=== Texto fornecido ===
☆ ☆ ☆ ☆ ☆ ☆ ☆

IVES GANDRA DA SILVA MARTINS

A série de liminares concedidas contra a alienação de parte do controle da Companhia Vale do Rio Doce levou o povo à perplexidade quanto à natureza das funções do Poder Judiciário, assim como a indagar como pode esse poder decidir e "desdecidir" com tanta rapidez, e se não seria o caso de criar um controle externo da Magistratura.
Para a última questão, a resposta é, decididamente, não. Um poder técnico, composto de pessoas qualificadas -pois selecionadas (100% na primeira instância e 80% nos tribunais) mediante concurso público ou por notório saber jurídico e idoneidade, quando indicadas pela OAB ou Ministério Público (20% dos tribunais)-, não pode ser controlado por poderes políticos cujos interesses nem sempre são claros, e muito menos pela mídia, que, em matéria técnica, enfrenta dificuldades para compreender questões jurídicas.
E depois, é de se perguntar: quem controlaria os controladores? Na Itália, o controle da Magistratura tem sido criticado, na Espanha, pouco aplicado, e na França, segundo pesquisa de grande jornal, há dois anos, é apontado como o maior culpado da péssima imagem do Judiciário naquele país.
O problema não está no controle nem nos homens, mas na absoluta falta de recursos do Judiciário e na multiplicação de instâncias e de procedimentos, que conformam o denominado Direito processual. A reforma do Judiciário deverá passar necessariamente pela redução de instâncias ordinárias na administração de Justiça (duas apenas), transformando o STJ em tribunal de solução de conflitos entre os tribunais inferiores, e o STF em corte constitucional.
Entendo, também, que há necessidade de simplificação dos procedimentos e, principalmente, de criação de um Direito processual econômico.
Hoje há três grandes vertentes no Direito processual (penal, civil e trabalhista). Sou favorável à criação de uma quarta vertente, a econômica.
O Direito econômico é a disciplina jurídica da macroeconomia, estando balizado pelo regime da concorrência e do consumo. Em outras palavras, toda a política macroeconômica flui, enquanto planejamento estatal, pelas normas do Direito econômico, que deve regular as vias da produção e circulação de bens e serviços pela repressão ao abuso de poder econômico, do investimento e da poupança, pelas regras do sistema financeiro, e do consumo, pela proteção ao consumidor.
Ora, questões que envolvessem aspectos macroeconômicos, exteriorizados em interesses difusos e coletivos, por sua relevância, não deveriam ser atribuídas a juízos monocráticos, evitando-se assim que um magistrado de qualquer parte do país pudesse, sozinho, sobre elas decidir, e, em função de sua decisão, até mesmo paralisar o país.
Para tais questões, vejo necessidade de regras processuais peculiares, a que denomino Direito processual econômico. A competência originária para delas conhecer e julgar seria atribuída aos Tribunais Federais de Recursos nas cinco Regiões, com liminares sendo concedidas só pelo colegiado. Desta forma, magistrados mais experientes -e em conjunto- decidiriam as providências cautelares pedidas sobre assuntos macroeconômicos, seja em ações civis públicas, seja em ações populares.

☆ ☆ ☆ ☆ ☆ ☆ ☆

=== O que se pede ===
Transcreva, sem nenhuma alteração, o trecho do texto sobre o Poder Judiciário que começa nas palavras "E depois, é" e vai até as palavras "um Direito processual econômico.", inclusive.

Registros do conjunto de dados
☆ ☆ ☆ ☆ ☆ ☆ ☆

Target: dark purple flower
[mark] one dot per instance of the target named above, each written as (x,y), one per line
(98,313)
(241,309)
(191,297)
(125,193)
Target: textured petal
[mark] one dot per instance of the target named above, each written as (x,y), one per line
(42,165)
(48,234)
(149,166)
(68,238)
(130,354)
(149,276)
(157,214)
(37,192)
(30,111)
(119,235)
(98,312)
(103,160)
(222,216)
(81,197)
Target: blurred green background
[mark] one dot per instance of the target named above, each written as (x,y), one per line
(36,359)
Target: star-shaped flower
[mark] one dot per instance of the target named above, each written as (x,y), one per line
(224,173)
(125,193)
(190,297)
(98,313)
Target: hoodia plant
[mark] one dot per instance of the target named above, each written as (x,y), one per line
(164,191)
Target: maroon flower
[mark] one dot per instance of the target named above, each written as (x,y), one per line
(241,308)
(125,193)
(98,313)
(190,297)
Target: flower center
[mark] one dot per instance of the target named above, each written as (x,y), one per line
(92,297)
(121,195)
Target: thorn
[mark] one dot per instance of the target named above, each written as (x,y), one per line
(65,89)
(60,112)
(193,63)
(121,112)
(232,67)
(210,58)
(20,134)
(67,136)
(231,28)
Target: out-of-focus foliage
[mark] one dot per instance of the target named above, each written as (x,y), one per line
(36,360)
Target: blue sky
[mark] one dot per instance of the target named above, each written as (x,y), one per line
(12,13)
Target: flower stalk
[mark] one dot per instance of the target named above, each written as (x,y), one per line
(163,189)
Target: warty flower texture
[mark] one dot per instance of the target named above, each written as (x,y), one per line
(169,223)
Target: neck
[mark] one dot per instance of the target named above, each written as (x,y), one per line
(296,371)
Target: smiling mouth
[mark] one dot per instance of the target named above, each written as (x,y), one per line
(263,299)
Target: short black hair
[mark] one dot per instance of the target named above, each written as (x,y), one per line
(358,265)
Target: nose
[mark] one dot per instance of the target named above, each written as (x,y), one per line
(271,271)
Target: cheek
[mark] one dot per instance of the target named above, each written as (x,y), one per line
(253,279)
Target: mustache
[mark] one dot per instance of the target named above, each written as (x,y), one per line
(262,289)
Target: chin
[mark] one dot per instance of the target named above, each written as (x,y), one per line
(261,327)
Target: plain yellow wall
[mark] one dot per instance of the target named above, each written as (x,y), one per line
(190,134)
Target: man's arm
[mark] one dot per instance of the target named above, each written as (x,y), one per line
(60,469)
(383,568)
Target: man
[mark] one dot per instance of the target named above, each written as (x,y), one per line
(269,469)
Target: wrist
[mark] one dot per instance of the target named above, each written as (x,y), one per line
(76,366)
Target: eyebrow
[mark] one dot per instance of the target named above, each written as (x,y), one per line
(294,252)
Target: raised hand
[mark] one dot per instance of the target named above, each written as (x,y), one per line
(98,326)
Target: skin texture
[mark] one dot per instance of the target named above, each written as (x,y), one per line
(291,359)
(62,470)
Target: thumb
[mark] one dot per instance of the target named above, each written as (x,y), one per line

☆ ☆ ☆ ☆ ☆ ☆ ☆

=== Resolução da tarefa ===
E depois, é de se perguntar: quem controlaria os controladores? Na Itália, o controle da Magistratura tem sido criticado, na Espanha, pouco aplicado, e na França, segundo pesquisa de grande jornal, há dois anos, é apontado como o maior culpado da péssima imagem do Judiciário naquele país.
O problema não está no controle nem nos homens, mas na absoluta falta de recursos do Judiciário e na multiplicação de instâncias e de procedimentos, que conformam o denominado Direito processual. A reforma do Judiciário deverá passar necessariamente pela redução de instâncias ordinárias na administração de Justiça (duas apenas), transformando o STJ em tribunal de solução de conflitos entre os tribunais inferiores, e o STF em corte constitucional.
Entendo, também, que há necessidade de simplificação dos procedimentos e, principalmente, de criação de um Direito processual econômico.